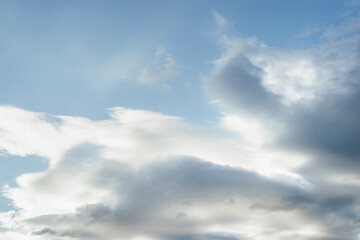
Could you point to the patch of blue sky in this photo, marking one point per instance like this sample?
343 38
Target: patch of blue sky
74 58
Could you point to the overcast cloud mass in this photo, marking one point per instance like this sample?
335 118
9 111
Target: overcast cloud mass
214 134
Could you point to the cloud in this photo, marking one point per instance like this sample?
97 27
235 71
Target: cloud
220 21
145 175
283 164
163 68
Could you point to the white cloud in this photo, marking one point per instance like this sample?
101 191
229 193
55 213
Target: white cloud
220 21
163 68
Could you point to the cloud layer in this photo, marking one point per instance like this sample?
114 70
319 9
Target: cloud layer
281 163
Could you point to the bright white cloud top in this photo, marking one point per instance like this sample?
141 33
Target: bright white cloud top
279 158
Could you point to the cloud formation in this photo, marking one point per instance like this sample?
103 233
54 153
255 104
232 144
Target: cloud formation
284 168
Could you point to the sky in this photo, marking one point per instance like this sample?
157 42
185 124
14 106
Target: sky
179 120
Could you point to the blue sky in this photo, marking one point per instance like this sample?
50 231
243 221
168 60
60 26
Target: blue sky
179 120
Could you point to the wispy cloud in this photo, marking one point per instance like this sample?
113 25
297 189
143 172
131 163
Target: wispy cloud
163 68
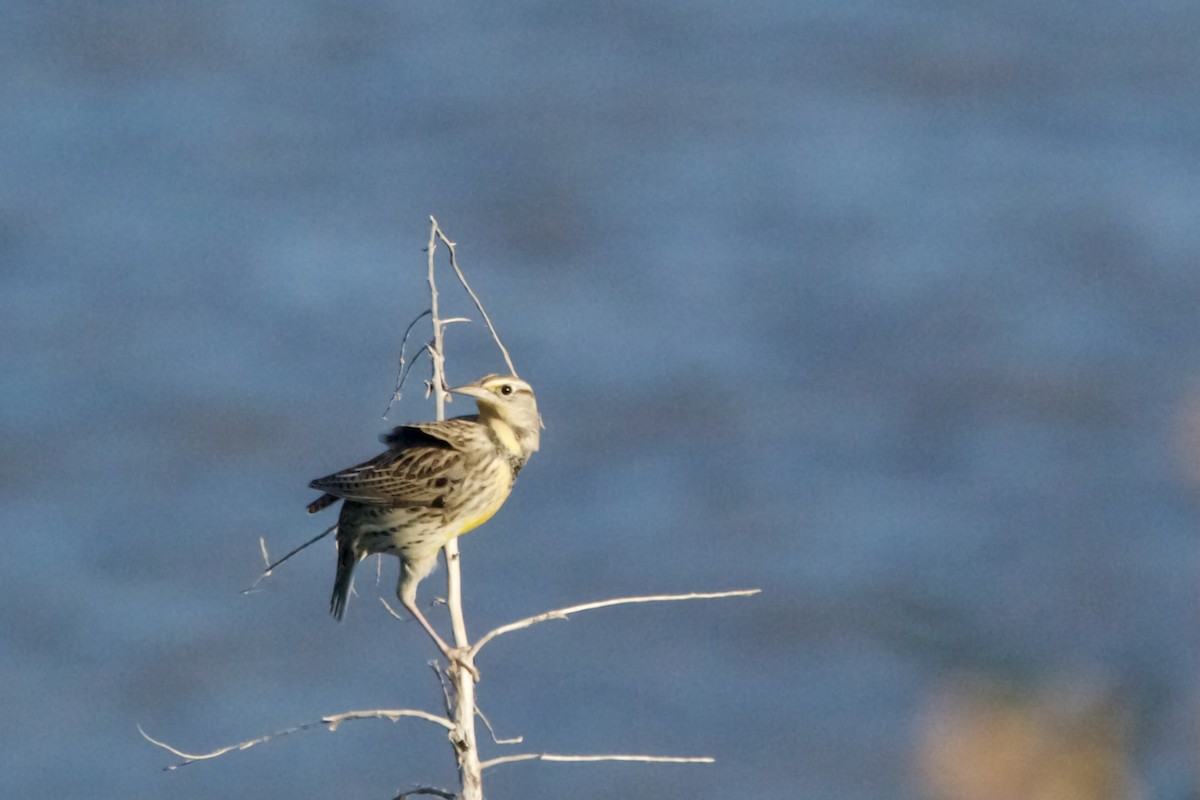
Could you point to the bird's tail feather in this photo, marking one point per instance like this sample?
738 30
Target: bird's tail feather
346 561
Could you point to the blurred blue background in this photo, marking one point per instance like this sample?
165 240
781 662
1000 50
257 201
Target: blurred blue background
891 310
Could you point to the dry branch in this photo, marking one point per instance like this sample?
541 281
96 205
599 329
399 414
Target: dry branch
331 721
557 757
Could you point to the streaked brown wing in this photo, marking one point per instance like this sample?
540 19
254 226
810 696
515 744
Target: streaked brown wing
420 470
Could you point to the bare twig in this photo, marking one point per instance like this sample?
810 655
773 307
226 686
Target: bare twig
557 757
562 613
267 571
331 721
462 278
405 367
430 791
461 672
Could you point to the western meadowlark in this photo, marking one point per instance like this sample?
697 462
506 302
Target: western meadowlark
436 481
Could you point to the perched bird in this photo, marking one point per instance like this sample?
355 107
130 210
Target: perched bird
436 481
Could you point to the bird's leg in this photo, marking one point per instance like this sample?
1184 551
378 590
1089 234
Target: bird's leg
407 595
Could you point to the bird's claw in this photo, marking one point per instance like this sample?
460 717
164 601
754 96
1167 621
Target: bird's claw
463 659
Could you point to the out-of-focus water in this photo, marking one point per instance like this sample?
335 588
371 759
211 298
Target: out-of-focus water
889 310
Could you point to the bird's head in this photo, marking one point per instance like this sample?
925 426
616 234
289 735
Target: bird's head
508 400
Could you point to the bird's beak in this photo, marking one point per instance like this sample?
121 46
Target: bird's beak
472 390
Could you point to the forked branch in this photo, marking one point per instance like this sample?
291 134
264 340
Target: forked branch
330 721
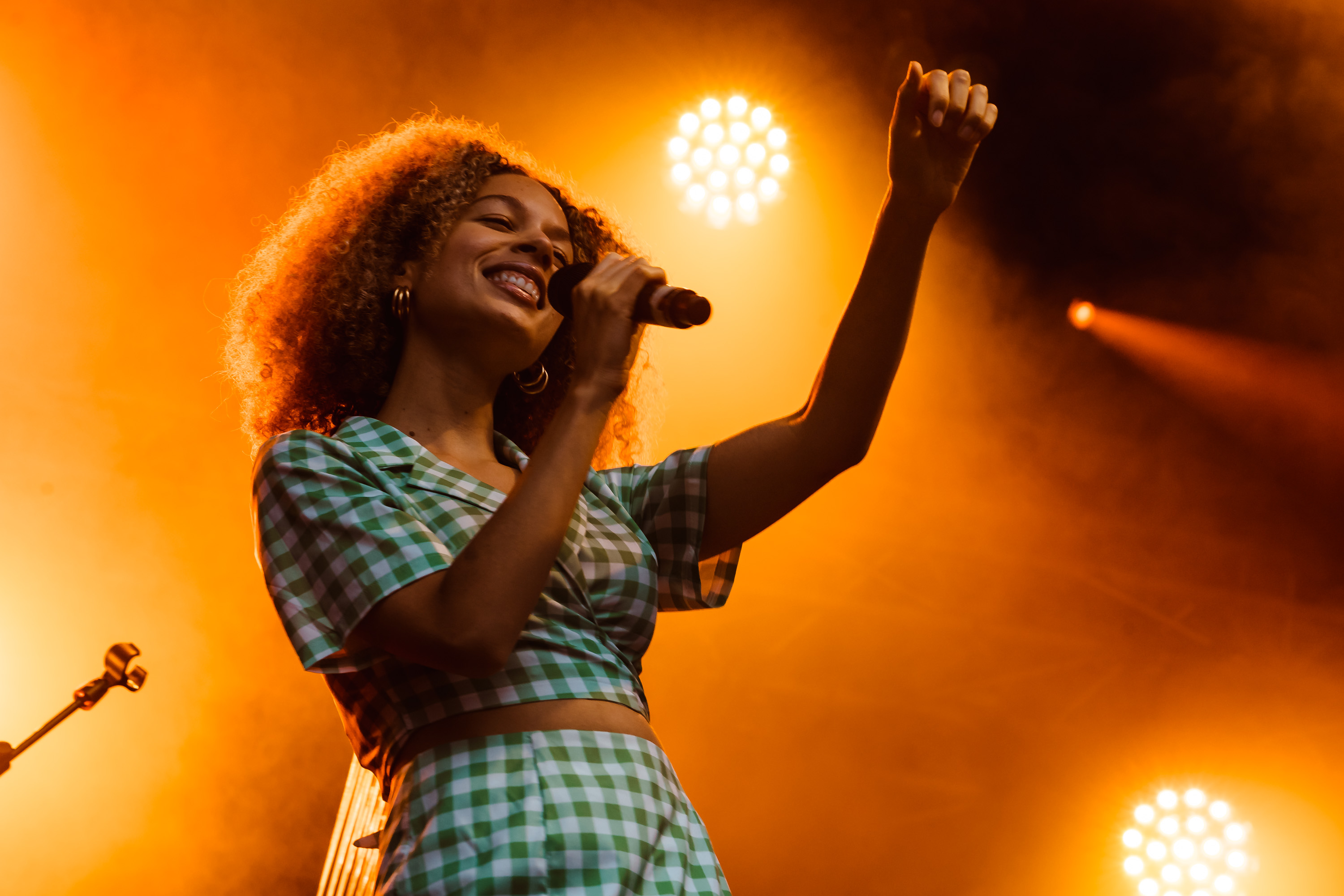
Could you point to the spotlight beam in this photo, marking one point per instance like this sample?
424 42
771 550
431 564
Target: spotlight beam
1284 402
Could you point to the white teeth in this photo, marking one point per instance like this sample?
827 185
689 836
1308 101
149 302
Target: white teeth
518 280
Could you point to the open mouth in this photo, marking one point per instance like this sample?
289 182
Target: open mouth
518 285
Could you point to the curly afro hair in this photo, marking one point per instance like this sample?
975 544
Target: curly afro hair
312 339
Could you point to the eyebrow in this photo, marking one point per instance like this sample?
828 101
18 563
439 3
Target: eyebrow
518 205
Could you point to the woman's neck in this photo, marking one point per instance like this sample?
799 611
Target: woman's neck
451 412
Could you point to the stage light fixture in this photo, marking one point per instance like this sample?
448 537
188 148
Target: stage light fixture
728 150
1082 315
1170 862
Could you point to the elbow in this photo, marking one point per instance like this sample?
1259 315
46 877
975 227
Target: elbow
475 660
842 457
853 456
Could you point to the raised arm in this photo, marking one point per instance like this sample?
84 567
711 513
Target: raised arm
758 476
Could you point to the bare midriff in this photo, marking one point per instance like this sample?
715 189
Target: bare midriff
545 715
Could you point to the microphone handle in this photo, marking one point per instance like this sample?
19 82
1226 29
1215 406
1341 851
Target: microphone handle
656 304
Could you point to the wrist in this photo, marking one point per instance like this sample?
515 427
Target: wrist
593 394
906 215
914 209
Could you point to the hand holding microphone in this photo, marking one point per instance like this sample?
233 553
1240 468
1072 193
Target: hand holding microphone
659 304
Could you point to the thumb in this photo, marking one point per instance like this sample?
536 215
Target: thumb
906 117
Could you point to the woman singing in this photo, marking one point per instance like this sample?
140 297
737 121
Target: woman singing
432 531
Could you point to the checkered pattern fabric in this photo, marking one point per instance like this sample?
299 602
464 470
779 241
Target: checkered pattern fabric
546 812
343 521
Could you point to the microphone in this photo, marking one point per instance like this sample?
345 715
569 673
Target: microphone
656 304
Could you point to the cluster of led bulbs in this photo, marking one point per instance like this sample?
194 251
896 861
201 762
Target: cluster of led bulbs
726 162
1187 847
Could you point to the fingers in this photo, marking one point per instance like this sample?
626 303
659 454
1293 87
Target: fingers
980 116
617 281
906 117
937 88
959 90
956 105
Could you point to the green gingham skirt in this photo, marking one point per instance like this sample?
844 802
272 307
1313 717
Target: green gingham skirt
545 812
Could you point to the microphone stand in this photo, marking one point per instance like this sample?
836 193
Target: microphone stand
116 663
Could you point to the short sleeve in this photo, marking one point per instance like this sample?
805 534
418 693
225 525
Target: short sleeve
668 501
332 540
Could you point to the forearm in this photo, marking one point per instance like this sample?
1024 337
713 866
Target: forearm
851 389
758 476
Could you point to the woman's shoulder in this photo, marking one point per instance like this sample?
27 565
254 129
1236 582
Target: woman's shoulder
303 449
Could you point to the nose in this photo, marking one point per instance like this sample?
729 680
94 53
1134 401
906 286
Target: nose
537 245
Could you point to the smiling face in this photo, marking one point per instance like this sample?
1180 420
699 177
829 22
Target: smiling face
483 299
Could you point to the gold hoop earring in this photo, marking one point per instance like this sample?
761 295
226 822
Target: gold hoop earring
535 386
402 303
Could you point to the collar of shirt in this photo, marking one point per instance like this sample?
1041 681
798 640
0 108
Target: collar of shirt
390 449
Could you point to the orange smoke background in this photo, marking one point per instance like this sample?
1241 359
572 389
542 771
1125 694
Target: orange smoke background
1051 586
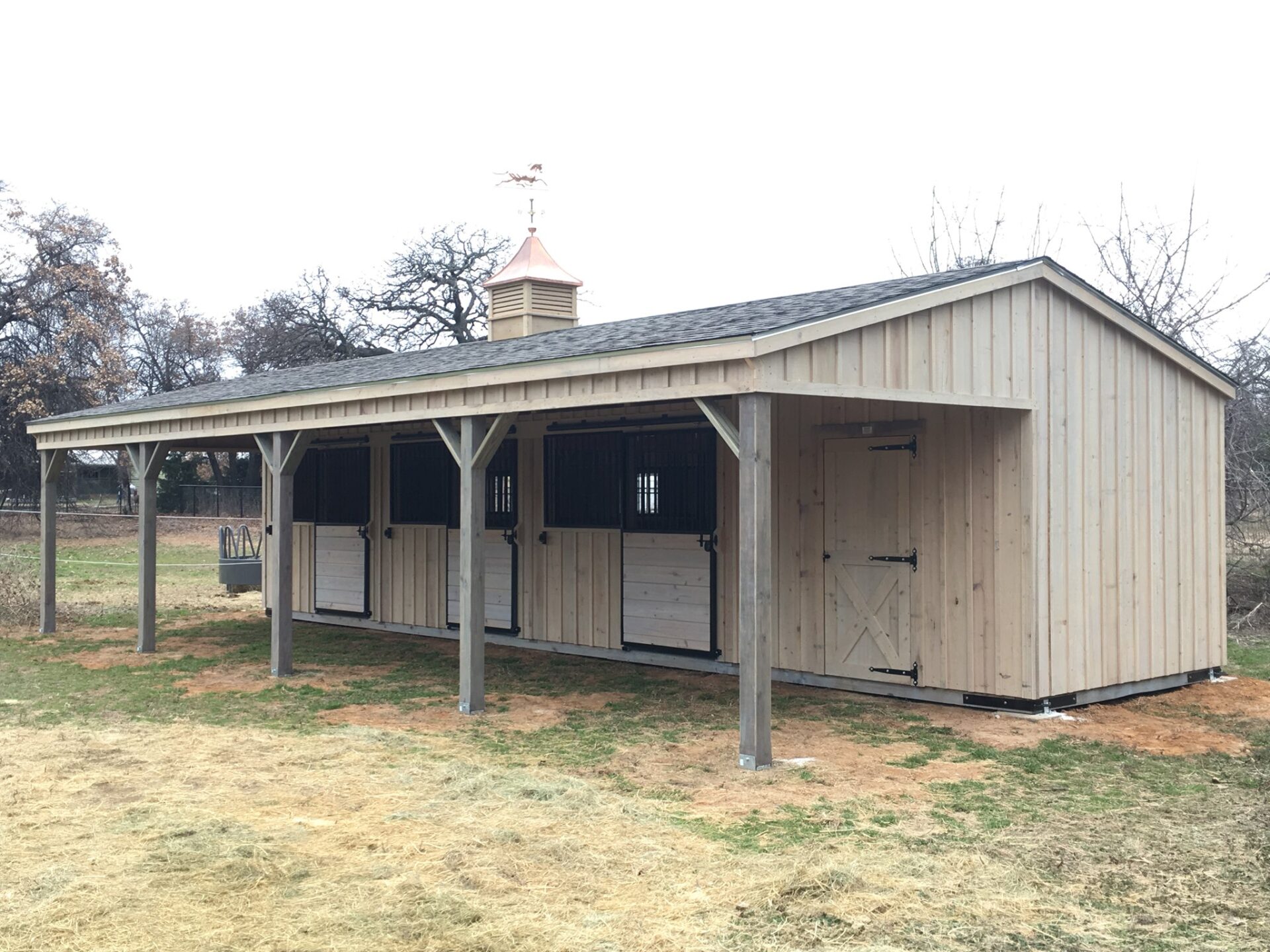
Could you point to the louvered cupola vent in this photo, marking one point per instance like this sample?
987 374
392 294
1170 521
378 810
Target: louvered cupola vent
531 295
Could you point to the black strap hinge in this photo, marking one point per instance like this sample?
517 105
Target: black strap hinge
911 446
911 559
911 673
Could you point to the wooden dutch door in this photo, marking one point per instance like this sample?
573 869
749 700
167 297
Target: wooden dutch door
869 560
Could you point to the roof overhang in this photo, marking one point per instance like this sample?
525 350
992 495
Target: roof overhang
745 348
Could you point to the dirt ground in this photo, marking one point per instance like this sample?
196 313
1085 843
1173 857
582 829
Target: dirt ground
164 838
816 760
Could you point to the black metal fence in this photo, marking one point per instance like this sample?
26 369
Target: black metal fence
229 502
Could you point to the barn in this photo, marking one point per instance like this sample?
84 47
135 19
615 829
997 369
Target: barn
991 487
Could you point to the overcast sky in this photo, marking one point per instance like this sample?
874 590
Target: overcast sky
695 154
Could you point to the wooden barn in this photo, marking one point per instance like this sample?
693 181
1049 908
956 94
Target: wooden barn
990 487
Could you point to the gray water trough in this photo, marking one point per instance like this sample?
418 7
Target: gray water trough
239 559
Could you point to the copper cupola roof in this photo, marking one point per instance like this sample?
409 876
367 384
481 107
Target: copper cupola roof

================================

> **The task**
Show each line of the listing that holds the string "copper".

> **Response area**
Could you point to the copper cupola roof in this photo, marking one point per instance like this sample?
Target: copper cupola roof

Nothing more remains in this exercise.